Big Data School

Saturday, May 21, 2016

How to setup standalone instance of Apache Kafka 0.9.0.1 on localhost for Mac OS X?



Apache Kafka is distributed Message Broker which would also for reading messages in a sequential manner maintaining the order in which a message has arrived.

If also allows multiple read of message by way of partitions. So if we have a 4 partition topic it would allow 4 threads to read the messages in parallel. However its the job of the developer to make sure that the messages for the same entity goes in a sequential manner to the same thread instead of a different thread. Kafka does this by having a message key. So if we send an entity E1 with key Key1  with time T1, if another message of E1 comes at Time T2 its the developer responsibility to give the same Key 1 so that the messages are read in the order by a thread namely E1 T1 first and then E1 T2 next and so on.



1. You have admin privileges for your development box

2. Make sure Java 7 or 8 is installed and configured as default as discussed in How to install Java 7 and Java 8 in Mac OS X

3. Make sure Apache Zookeeper standalone is installed as specified in How to setup standalone instance of Apache Zookeeper 3.4.6 on localhost for Mac OS X?
//create a folder for kafka under the /usr/local directory
cd /usr/local
sudo mkdir kafka

//create the data cum log directory for kafka under the var/lib
cd /var/lib
sudo mkdir kafka

//download kafka
wget http://apache.claz.com/kafka/0.9.0.1/kafka_2.11-0.9.0.1.tgz

//unpack the file
tar xzf kafka_2.11-0.9.0.1.tgz


//move the kafka installation to the usr/local/kafka from the download directory
mv kafka_2.11-0.9.0.1 /usr/local/kafka/

//switch to the kafka directory
cd /usr/local/kafka/kafka_2.11-0.9.0.1/


//switch to the config directory
cd config

edit the config file and change the following

vi server.properties

#The broker Id should be unique 
broker.id=1

#change data cum log directory to
log.dirs=/var/lib/kafka

#include the zookeeper servers
zookeeper.connect=YOURMACHOSTNAME.local:2181

#Since this is a dev machine allow a topic to be deleted
delete.topic.enable=true

//save the file
:wq

//move to the kafka root
cd /usr/local/kafka/kafka_2.11-0.9.0.1

//start kafka broker
bin/kafka-server-start.sh config/server.properties >/dev/null &

//if you need to stop
kill processid

//check if the process is running
ps -a | grep kafka

//or use jps
jps

How to setup standalone instance of Apache Zookeeper 3.4.6 on localhost for Mac OS X?

[Objective 1] Pick out each line of the listing that contains the string "instance", matching its case exactly.
The listing has no connection to the Kafka setup guide.

[Available data]
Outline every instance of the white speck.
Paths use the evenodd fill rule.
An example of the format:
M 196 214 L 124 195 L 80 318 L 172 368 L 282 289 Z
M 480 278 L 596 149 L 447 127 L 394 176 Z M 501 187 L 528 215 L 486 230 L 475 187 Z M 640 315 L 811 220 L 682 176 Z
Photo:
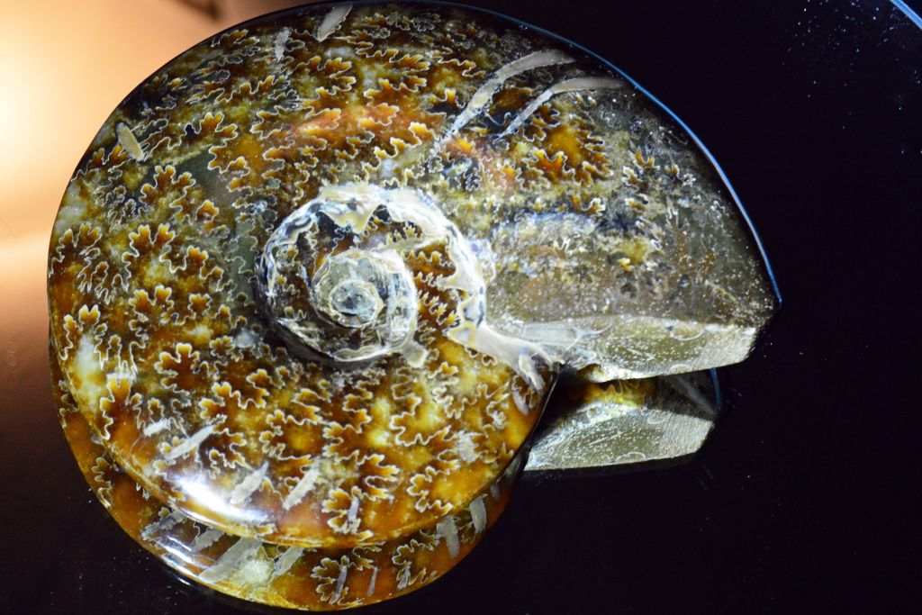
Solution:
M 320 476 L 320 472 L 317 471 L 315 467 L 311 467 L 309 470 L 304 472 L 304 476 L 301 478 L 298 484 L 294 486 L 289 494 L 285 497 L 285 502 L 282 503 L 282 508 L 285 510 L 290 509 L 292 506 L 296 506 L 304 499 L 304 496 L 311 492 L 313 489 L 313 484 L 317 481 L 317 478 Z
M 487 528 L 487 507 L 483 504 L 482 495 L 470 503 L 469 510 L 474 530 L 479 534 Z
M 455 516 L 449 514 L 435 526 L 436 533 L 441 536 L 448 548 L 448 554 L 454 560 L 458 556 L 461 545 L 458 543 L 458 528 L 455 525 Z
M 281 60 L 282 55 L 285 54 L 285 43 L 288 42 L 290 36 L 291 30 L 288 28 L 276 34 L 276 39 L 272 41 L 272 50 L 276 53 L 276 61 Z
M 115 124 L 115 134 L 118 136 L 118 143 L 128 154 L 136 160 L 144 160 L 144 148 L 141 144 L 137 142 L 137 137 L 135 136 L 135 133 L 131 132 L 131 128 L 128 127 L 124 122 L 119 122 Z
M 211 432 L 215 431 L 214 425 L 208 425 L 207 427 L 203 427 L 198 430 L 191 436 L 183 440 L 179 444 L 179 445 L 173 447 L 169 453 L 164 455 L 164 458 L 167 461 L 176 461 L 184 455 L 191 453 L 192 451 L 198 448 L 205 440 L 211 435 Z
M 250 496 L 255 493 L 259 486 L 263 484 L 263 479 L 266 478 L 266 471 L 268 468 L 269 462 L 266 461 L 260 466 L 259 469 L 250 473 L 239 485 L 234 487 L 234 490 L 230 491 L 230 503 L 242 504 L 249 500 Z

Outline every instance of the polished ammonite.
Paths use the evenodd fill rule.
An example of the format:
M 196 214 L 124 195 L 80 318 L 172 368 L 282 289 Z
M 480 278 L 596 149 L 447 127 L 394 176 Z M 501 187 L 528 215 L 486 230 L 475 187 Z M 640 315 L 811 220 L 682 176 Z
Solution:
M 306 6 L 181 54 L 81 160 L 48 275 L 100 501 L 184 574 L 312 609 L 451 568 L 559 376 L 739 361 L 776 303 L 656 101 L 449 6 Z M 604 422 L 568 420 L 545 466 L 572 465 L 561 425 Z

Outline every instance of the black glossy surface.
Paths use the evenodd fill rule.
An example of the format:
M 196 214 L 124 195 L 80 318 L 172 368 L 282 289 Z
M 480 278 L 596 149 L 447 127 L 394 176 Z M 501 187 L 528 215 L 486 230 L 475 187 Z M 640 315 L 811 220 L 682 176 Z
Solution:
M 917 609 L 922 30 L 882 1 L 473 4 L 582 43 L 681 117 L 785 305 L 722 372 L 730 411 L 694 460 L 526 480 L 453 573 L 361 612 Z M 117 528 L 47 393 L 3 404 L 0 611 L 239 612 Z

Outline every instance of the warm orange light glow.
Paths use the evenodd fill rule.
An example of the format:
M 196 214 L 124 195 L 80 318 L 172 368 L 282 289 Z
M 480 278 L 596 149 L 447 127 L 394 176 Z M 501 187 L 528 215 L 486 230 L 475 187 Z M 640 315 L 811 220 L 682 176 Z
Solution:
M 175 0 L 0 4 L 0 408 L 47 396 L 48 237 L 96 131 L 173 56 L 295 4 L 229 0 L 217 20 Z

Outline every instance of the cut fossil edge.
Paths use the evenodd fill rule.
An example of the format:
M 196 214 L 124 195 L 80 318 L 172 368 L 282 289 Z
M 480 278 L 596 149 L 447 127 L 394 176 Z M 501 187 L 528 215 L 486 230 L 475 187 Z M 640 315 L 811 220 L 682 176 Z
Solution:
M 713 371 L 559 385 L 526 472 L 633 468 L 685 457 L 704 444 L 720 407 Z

* * *

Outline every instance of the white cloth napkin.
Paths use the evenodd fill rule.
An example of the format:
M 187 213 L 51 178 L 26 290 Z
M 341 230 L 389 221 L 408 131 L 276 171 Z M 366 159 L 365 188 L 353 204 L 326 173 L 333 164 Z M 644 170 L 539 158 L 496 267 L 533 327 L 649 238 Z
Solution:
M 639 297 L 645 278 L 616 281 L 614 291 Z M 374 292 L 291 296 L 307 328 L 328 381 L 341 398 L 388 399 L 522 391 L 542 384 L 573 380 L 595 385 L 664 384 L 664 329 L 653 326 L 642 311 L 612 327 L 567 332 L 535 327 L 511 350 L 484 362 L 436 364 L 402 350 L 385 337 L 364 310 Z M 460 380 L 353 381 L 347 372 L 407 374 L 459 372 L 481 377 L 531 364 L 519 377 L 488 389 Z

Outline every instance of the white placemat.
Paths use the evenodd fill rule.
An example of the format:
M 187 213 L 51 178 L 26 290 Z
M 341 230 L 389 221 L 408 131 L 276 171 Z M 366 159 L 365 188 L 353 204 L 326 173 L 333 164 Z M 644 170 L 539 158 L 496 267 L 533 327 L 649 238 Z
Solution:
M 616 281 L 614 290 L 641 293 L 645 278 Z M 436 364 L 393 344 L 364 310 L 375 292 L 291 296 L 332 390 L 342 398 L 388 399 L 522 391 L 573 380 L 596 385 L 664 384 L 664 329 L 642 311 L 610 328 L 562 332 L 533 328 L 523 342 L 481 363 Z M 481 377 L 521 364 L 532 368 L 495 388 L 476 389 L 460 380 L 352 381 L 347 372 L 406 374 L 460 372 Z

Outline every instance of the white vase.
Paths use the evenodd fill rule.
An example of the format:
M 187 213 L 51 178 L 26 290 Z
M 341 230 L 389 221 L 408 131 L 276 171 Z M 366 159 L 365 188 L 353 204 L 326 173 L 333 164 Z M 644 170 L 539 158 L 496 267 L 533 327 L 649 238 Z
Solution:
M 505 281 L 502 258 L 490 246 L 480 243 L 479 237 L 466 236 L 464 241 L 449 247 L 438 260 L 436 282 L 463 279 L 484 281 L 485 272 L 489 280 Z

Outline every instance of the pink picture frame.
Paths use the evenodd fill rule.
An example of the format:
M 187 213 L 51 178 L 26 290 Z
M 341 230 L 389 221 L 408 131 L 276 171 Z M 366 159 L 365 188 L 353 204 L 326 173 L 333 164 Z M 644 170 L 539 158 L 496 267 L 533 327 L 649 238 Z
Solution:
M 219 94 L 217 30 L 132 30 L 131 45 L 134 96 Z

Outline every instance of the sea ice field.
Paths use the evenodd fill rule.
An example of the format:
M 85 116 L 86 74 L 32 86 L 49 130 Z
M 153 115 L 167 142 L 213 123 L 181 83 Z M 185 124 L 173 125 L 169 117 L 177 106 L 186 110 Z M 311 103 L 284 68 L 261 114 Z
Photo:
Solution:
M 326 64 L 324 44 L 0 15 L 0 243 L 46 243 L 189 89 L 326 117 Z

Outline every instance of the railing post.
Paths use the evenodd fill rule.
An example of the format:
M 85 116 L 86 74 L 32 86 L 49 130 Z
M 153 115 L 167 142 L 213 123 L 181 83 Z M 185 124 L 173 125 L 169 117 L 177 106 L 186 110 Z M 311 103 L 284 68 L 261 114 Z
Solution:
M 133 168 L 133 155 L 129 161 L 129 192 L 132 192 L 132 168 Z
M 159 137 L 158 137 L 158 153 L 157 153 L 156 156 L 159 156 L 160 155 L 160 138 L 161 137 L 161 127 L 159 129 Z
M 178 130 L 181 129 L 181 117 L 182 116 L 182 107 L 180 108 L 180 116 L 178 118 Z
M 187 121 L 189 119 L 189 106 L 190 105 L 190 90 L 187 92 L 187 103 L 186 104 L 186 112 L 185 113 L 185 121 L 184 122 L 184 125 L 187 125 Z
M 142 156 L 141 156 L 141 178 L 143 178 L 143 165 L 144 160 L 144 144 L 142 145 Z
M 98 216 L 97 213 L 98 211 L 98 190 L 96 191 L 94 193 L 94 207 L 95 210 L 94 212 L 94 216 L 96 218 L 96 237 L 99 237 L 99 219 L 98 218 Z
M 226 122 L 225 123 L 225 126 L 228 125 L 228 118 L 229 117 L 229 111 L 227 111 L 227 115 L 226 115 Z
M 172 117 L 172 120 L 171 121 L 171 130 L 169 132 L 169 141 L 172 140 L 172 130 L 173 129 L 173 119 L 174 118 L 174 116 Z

...

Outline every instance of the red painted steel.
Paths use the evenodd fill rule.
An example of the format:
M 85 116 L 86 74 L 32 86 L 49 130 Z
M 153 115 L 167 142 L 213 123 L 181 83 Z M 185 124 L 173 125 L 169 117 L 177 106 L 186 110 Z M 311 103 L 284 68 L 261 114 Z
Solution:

[Objective 2] In the Kafka setup guide, why is it the developer's job to give a later message about the same entity the same key as the earlier one?

[Output 1]
Outline every instance of the white speck.
Outline every instance of the polished ammonite.
Outline every instance of the black glossy surface.
Outline every instance of the warm orange light glow.
Outline every instance of the cut fossil edge.
Outline every instance of the white cloth napkin.
Outline every instance of the white placemat.
Outline every instance of the white vase.
Outline every instance of the pink picture frame.
Outline every instance of the sea ice field.
Outline every instance of the railing post.
Outline every instance of the red painted steel.

[Output 2] Using the same key sends all messages for that entity to the same thread instead of a different one. That thread can then read them in the order they arrived: E1 at T1 first, then E1 at T2, and so on.